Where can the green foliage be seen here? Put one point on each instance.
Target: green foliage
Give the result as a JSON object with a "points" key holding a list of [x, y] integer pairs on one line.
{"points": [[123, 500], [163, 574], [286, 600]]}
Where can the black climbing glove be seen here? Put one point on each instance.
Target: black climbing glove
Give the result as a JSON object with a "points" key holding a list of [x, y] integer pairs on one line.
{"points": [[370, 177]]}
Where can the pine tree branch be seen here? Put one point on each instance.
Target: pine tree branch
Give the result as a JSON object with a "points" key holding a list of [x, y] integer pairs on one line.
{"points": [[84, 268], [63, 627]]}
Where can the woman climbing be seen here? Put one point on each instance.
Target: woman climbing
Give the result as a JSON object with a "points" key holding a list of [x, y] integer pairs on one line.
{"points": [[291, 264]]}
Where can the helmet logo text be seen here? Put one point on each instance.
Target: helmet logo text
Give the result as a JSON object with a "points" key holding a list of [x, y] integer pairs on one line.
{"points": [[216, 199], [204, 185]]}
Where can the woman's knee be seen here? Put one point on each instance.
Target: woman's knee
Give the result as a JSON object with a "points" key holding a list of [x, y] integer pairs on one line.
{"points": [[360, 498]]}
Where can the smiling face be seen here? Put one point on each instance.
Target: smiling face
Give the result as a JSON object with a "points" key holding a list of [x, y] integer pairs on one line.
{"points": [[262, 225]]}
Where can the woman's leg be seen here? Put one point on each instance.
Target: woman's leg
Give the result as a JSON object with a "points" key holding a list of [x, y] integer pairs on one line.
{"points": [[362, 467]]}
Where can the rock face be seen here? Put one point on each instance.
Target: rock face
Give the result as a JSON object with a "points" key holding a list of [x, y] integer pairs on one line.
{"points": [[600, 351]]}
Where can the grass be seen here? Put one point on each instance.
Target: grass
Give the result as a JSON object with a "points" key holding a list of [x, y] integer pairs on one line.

■ ■ ■ ■ ■ ■ ■

Consigne: Modifiez le listing ci-dessus en remplaçant partout « Target » par « Object », sans rien changer d'autre.

Réponse:
Where can the green foliage be seen here? Put one point on each instance.
Object: green foliage
Give the result as a JSON object with a "points" key holding a list of [x, y] integer pairs on one line.
{"points": [[123, 500], [163, 574], [286, 600]]}
Where can the black climbing glove be seen here? Put one point on each instance.
Object: black climbing glove
Give the result as a JSON object with a "points" key holding a list of [x, y] integer pairs on one line.
{"points": [[370, 177]]}
Where can the pine tree branch be seen here? Put one point on each instance.
Object: pine tree branch
Give the result as a JSON object with a "points" key holding a list of [x, y] integer pairs on one line.
{"points": [[84, 268], [63, 627]]}
Where can the woman climbing be seen here? Put one point on each instance.
Object: woman climbing
Give the result as a JSON object with a "points" key holding a list of [x, y] integer pairs on one line.
{"points": [[291, 264]]}
Where can the helmet logo text be seen here? Put one point on each instance.
Object: helmet logo text
Give the result as a JSON object with a "points" key holding a list of [x, y] integer pairs on one line.
{"points": [[216, 199], [204, 185]]}
Where can the woman's knee be seen here? Put one point on each instance.
Object: woman's knee
Give the result as a JSON object with a "points" key holding a list of [x, y] integer pairs on one line.
{"points": [[360, 498]]}
Where can the smiling face be seen here? Put one point on each instance.
Object: smiling face
Give the result as a JSON object with a "points" key holding a list of [x, y] integer pairs on one line.
{"points": [[262, 225]]}
Where can the woman's leg be seen here? Put one point on each instance.
Object: woman's leg
Give the result as a JSON object with a "points" key holding a list of [x, y] integer pairs on one line.
{"points": [[362, 467]]}
Where can the rock face be seen here? Put one point on each instance.
Object: rock face
Give the result as a JSON object with a "points" key holding a list of [x, y] integer pairs on one line.
{"points": [[600, 351]]}
Where can the grass be seen here? Put one point on each instance.
Object: grass
Give the result as a JSON object with a "points" key holding a list of [x, y] integer pairs on one line.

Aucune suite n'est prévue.